THE REQUEST
Copy out the lines below unchanged, beginning at the start of the rows and stopping after the line that contains "# rings of one". Leave the picture out of your answer.

========================================

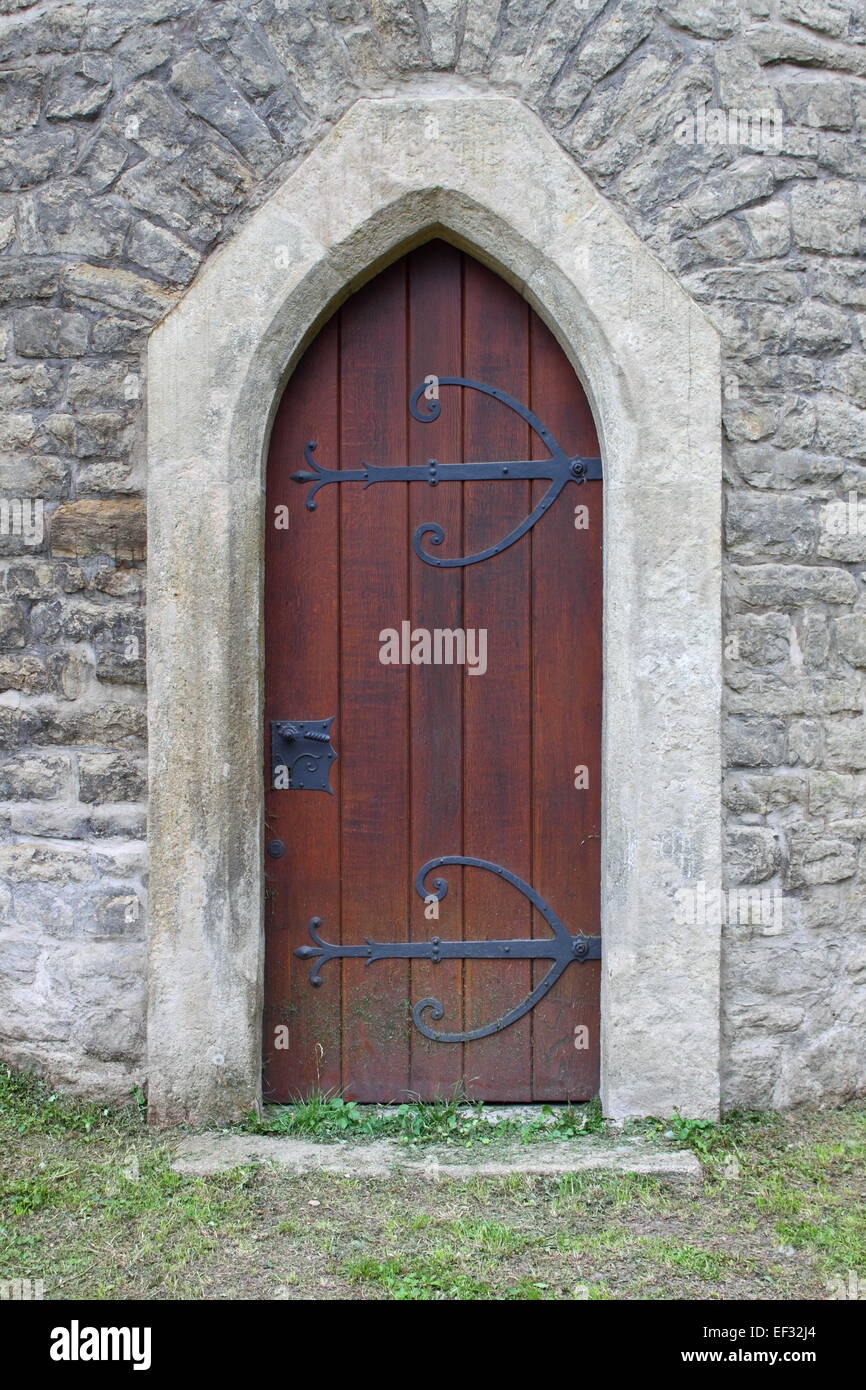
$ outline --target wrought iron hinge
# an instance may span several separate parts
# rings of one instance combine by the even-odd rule
[[[489,560],[493,555],[500,555],[502,550],[507,550],[510,545],[520,541],[521,535],[531,531],[535,523],[548,512],[556,502],[559,493],[563,491],[567,482],[589,482],[596,481],[602,477],[602,460],[599,457],[584,457],[582,455],[569,455],[556,438],[550,434],[546,425],[541,423],[537,414],[523,406],[507,392],[499,391],[498,386],[487,386],[481,381],[470,381],[468,377],[439,377],[436,378],[439,386],[467,386],[470,391],[481,391],[485,396],[493,396],[495,400],[500,400],[503,406],[509,410],[514,410],[521,420],[525,420],[530,430],[532,430],[542,443],[550,450],[549,459],[512,459],[498,463],[438,463],[435,459],[428,459],[427,463],[413,464],[411,467],[377,467],[375,464],[361,463],[357,468],[324,468],[316,461],[313,453],[316,450],[316,443],[304,445],[304,459],[310,466],[310,471],[302,470],[300,473],[292,474],[295,482],[311,482],[306,499],[306,507],[309,512],[316,510],[316,493],[320,488],[328,486],[329,482],[363,482],[364,488],[373,486],[374,482],[427,482],[431,488],[435,488],[439,482],[480,482],[492,481],[495,478],[514,480],[514,478],[549,478],[550,486],[545,492],[544,498],[532,507],[530,514],[524,517],[520,525],[516,525],[513,531],[509,531],[498,545],[491,545],[485,550],[477,550],[475,555],[460,555],[452,559],[441,560],[436,556],[430,555],[421,548],[421,542],[425,535],[430,535],[431,545],[442,545],[445,539],[445,531],[438,524],[438,521],[425,521],[420,525],[411,539],[413,549],[418,559],[424,560],[427,564],[435,564],[441,569],[455,569],[463,564],[477,564],[478,560]],[[427,381],[423,381],[417,386],[411,396],[409,398],[409,411],[414,420],[420,420],[421,424],[430,424],[431,420],[436,420],[441,411],[439,400],[430,400],[428,409],[420,410],[418,403],[424,392],[427,391]]]
[[[528,883],[518,878],[517,874],[509,873],[507,869],[502,869],[499,865],[489,863],[487,859],[470,859],[466,855],[446,855],[443,859],[430,859],[425,865],[418,869],[416,876],[416,892],[427,902],[430,898],[442,901],[448,892],[448,883],[445,878],[434,878],[432,890],[424,887],[424,880],[428,873],[434,869],[441,869],[443,865],[466,865],[470,869],[487,869],[489,873],[496,874],[499,878],[505,878],[510,883],[518,892],[528,898],[534,908],[541,912],[542,917],[550,927],[553,933],[552,937],[532,937],[530,940],[506,938],[502,941],[443,941],[442,937],[431,937],[430,941],[374,941],[373,937],[364,937],[363,944],[357,945],[336,945],[331,941],[324,941],[318,934],[321,927],[321,917],[313,917],[309,926],[310,937],[313,938],[311,947],[297,947],[295,955],[302,960],[314,960],[316,965],[310,972],[310,984],[321,984],[321,967],[328,963],[328,960],[364,960],[366,965],[373,965],[374,960],[432,960],[434,965],[439,965],[442,960],[552,960],[553,965],[545,974],[544,980],[535,986],[534,990],[527,994],[524,999],[520,1001],[502,1017],[495,1019],[493,1023],[487,1023],[480,1029],[470,1029],[466,1033],[436,1033],[424,1022],[424,1013],[430,1013],[434,1022],[438,1022],[445,1009],[441,1002],[434,998],[418,999],[411,1008],[411,1019],[414,1026],[425,1038],[431,1038],[434,1042],[474,1042],[477,1038],[491,1037],[492,1033],[502,1033],[512,1023],[517,1023],[524,1015],[530,1013],[535,1005],[544,999],[546,994],[550,992],[556,981],[559,980],[563,970],[567,969],[573,962],[581,960],[599,960],[602,955],[602,938],[601,937],[587,937],[587,935],[571,935],[569,929],[560,922],[553,909],[544,901],[539,894],[535,892]]]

========================================

COMPLETED TASK
$ outline --target wrought iron hinge
# an instance may span several separate parts
# rings of one instance combine by the even-odd rule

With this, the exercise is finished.